**What to produce**
Could you give the data as a numbered list, skipping blank lines, starting at the line that contains "pink fluffy slipper?" and ending with the last line of the data?

----- Records for this exercise

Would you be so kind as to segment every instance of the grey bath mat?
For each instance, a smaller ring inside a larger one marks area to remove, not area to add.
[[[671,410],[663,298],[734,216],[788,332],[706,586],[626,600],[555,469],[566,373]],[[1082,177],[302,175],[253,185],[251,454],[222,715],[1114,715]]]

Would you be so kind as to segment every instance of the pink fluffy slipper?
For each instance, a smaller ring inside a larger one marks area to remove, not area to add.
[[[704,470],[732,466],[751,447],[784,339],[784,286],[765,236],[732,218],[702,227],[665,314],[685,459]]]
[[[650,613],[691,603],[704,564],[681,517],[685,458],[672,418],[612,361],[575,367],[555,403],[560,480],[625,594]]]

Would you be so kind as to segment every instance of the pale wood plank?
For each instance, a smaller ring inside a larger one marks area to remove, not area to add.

----------

**Output for this task**
1. Would you be so kind as to segment every instance of the pink fluffy slipper?
2. For each instance, a smaller ring inside a larger one marks area to remove, not area to add.
3. [[[704,470],[732,466],[751,447],[784,339],[784,286],[765,236],[732,218],[702,227],[665,314],[685,459]]]
4. [[[650,613],[691,603],[704,564],[681,517],[685,458],[672,418],[612,361],[575,367],[555,403],[560,480],[625,594]]]
5. Would you be so kind as to segment every instance of the pale wood plank?
6. For each instance, a smaller ring inside a larger one marks area to remove, not area to add.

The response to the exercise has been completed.